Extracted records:
* * *

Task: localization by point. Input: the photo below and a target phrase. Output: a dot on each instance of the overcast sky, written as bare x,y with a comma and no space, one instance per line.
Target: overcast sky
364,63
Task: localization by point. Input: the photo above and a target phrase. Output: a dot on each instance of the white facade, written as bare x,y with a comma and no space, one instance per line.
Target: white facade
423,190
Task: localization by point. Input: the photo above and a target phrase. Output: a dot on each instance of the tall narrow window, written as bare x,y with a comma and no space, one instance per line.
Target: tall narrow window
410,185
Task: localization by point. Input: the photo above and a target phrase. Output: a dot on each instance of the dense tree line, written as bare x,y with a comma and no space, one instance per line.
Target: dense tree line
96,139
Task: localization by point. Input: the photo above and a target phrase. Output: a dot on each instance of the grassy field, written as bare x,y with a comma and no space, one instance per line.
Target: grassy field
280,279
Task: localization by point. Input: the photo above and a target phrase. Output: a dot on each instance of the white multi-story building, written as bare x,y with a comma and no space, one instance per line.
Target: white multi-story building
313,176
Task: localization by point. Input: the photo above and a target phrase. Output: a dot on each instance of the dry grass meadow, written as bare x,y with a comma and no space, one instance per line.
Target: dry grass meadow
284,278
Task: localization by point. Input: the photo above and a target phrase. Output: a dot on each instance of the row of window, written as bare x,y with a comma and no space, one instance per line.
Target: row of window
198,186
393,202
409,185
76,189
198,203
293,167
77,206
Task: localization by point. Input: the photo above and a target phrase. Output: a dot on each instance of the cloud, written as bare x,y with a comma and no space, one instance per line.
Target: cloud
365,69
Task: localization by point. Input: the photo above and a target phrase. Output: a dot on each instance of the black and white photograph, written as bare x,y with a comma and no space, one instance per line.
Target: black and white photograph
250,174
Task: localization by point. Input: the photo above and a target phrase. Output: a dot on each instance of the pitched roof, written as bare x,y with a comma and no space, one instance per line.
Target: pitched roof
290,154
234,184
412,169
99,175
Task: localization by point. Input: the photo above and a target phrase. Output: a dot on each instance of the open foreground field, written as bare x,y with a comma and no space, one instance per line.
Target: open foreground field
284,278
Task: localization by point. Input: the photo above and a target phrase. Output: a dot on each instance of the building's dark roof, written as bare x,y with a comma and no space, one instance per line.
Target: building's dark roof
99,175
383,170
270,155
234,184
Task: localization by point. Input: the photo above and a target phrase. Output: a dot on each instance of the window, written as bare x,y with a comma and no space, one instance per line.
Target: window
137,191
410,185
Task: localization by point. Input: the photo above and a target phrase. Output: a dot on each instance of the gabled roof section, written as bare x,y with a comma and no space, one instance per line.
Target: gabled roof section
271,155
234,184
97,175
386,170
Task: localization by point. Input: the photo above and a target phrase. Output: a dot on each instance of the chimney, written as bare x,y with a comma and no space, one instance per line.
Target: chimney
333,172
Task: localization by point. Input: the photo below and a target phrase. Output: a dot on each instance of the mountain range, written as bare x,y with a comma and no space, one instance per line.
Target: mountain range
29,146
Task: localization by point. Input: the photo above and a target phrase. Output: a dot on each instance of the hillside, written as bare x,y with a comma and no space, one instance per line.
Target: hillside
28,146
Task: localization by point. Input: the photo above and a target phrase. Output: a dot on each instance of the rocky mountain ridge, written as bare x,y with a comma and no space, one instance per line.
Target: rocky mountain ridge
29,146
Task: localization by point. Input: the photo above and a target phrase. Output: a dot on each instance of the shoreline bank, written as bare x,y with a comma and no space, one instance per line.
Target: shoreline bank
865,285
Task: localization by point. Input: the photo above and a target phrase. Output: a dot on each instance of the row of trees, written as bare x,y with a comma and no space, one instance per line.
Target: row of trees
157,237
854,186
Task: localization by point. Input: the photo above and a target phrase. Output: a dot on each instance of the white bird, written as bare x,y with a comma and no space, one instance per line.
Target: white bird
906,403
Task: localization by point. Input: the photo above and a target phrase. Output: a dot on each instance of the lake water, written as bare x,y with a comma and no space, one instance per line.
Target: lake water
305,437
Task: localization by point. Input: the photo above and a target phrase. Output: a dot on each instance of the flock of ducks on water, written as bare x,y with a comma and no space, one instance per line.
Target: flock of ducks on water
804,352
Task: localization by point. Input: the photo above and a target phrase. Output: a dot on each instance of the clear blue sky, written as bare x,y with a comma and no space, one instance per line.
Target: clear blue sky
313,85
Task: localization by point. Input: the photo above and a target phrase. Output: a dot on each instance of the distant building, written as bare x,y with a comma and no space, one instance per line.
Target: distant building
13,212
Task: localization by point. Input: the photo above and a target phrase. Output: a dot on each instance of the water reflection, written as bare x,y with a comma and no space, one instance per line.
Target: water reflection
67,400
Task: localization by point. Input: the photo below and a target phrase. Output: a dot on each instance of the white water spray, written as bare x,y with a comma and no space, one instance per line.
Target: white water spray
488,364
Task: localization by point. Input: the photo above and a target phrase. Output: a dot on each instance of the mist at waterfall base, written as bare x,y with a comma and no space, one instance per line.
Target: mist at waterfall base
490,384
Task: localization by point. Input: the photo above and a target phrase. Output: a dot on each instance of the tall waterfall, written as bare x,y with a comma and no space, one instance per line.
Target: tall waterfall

* * *

SHORT PROBLEM:
What are the lines from the one with "of the water" through the last line of the records above? Quote them exactly and add nothing.

COMPLETE ANSWER:
Task: localization by point. Input: the photo above and a target phrase. Output: a dot on each instance of the water reflection, written as bare x,y with a comma and no space, one instance per line.
Target: water reflection
67,400
Task: localization by point. Input: the photo below and a target phrase. Output: a dot on each instance of the white water spray, written as bare x,y with a comma and no space, one instance per line.
Target: white water spray
488,364
Task: localization by point. Input: the photo above and a target phrase. Output: a dot on each instance of the mist at waterfall base, written as bare x,y with a comma and no space, one instance per line.
Target: mist at waterfall base
490,384
Task: localization by point. Input: the photo above and a target phrase. Output: a dot on each instance of the tall waterfall, written as bare x,y with a comma and no space, one instance per line.
Target: tall waterfall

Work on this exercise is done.